____ Exercise inputs
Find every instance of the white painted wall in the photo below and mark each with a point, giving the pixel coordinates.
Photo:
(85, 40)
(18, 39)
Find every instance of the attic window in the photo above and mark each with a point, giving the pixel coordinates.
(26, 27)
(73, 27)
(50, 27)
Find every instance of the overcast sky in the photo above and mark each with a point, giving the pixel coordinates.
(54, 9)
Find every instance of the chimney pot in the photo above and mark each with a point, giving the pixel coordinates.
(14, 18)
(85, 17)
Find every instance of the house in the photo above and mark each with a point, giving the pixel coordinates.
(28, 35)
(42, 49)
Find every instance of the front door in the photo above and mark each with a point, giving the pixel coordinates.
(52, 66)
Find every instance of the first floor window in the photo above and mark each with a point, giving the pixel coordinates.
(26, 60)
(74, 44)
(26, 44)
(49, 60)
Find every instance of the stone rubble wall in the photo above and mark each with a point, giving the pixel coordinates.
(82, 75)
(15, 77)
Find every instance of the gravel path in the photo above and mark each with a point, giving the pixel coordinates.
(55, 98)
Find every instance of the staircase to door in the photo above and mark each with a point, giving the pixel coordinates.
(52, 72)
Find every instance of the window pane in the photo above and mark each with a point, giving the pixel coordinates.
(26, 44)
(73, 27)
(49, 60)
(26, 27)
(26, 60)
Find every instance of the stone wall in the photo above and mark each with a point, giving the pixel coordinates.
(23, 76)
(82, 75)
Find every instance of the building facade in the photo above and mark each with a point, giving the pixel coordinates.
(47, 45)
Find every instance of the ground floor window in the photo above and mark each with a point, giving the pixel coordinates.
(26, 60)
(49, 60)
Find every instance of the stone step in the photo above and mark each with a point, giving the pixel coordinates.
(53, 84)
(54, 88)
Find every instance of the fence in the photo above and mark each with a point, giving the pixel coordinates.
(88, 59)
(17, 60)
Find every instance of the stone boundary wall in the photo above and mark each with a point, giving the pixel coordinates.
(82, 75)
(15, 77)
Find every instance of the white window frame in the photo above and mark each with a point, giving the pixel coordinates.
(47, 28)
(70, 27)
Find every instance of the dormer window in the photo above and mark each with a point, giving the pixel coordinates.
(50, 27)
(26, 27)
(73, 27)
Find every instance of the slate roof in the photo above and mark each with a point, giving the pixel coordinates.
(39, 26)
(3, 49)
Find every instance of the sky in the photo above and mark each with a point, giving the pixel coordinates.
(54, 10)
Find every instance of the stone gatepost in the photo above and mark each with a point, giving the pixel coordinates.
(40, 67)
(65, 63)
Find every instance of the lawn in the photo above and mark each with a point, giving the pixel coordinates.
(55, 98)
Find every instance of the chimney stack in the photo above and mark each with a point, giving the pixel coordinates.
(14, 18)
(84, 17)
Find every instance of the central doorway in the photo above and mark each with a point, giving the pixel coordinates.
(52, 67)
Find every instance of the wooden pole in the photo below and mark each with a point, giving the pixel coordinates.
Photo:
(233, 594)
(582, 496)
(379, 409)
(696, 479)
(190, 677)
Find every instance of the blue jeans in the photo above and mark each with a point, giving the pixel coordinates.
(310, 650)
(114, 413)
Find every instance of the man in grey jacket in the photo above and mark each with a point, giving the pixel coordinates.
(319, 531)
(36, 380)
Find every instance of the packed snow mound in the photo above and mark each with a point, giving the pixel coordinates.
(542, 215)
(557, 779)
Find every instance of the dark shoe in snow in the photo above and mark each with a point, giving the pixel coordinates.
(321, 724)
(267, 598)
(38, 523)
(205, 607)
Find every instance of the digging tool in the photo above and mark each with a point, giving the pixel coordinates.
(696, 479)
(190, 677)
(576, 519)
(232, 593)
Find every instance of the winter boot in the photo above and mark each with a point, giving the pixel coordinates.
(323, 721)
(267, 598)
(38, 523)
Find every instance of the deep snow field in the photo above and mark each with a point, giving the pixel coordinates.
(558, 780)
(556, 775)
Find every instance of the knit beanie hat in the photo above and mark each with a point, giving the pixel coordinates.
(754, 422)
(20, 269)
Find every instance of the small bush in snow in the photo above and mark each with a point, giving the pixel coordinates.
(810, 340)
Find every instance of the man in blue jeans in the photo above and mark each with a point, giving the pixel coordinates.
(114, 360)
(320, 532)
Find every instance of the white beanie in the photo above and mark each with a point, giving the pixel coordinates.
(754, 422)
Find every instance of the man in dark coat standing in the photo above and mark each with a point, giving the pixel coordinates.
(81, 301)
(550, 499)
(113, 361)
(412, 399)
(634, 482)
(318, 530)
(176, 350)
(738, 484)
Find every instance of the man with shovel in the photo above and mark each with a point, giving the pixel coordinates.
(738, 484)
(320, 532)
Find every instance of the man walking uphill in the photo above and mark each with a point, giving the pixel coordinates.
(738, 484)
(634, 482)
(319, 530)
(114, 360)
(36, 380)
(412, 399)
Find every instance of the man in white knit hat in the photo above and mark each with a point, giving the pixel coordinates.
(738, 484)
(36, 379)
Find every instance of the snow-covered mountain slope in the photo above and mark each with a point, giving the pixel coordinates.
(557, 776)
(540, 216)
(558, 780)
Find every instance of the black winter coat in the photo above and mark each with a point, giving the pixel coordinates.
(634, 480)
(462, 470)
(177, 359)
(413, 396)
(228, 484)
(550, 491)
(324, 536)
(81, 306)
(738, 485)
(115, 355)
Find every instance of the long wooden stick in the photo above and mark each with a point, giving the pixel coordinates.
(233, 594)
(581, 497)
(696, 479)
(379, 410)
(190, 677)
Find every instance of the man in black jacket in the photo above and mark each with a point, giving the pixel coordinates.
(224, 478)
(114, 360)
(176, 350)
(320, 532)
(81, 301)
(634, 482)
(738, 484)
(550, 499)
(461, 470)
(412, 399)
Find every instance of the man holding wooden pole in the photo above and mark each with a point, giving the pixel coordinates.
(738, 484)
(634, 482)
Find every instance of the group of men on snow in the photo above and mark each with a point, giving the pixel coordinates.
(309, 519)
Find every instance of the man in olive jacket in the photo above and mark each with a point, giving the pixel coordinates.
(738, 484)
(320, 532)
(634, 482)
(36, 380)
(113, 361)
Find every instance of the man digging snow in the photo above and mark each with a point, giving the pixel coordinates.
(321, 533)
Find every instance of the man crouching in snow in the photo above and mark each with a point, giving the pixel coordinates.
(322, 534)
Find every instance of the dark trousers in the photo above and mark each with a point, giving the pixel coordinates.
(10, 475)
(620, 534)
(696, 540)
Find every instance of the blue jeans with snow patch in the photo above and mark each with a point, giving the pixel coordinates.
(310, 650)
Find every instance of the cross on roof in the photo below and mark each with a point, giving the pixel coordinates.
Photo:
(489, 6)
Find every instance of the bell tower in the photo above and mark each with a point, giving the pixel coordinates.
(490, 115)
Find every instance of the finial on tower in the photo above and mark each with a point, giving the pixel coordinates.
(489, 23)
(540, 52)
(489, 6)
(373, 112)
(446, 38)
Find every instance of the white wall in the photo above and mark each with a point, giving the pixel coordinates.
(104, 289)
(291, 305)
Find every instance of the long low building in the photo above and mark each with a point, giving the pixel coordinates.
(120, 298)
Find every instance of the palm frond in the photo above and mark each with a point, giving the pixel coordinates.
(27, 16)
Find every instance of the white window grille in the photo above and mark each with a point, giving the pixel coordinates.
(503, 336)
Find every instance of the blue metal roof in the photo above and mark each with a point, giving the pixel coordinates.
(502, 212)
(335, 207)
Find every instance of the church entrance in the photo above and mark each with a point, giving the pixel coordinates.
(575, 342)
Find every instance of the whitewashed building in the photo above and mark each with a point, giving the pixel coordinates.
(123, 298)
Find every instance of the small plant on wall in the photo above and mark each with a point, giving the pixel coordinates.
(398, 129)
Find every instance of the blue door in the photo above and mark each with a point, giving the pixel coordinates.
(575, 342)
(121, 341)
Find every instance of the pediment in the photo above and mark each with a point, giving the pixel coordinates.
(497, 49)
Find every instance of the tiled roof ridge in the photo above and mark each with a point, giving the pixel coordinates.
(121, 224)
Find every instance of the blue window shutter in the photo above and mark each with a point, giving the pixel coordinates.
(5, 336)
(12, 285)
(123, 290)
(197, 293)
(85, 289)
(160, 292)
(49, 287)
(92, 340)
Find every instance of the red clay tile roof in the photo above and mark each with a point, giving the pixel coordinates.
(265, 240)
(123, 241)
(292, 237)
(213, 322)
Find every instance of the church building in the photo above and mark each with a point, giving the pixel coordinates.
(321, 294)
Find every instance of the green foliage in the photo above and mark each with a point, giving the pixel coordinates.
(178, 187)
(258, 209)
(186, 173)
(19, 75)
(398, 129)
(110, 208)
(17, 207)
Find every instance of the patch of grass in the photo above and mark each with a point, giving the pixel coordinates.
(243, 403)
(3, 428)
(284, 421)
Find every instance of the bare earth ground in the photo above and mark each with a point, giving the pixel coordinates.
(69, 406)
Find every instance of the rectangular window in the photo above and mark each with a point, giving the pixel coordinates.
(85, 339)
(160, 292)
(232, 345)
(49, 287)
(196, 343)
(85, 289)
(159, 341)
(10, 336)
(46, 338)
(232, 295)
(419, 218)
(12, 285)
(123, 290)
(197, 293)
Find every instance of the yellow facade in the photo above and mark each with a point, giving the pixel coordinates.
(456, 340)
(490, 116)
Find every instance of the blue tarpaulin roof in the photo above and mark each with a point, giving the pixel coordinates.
________
**Written problem**
Begin with the line that contains "Find every instance of the patch" and quote each line after it exactly, stopping after the last line of the data.

**Response**
Find every instance of the patch of grass in the photo above and mark each with a point, giving the pixel coordinates.
(243, 403)
(3, 428)
(284, 421)
Find every instance of the bare earth ground in the photo above and mark each with a point, giving the pixel coordinates.
(69, 406)
Find every instance of the rectangular window in the photo above and mark each with a point, giving the pixel coordinates.
(85, 339)
(160, 292)
(232, 345)
(49, 287)
(196, 343)
(85, 289)
(159, 341)
(10, 336)
(46, 338)
(232, 295)
(419, 218)
(12, 285)
(123, 290)
(197, 293)
Find every instance of the yellow facade in the photo above and mark each with a point, giving the pixel coordinates.
(456, 340)
(490, 116)
Find every instance of the blue tarpaulin roof in the photo above and mark each with a point, giving the pixel coordinates.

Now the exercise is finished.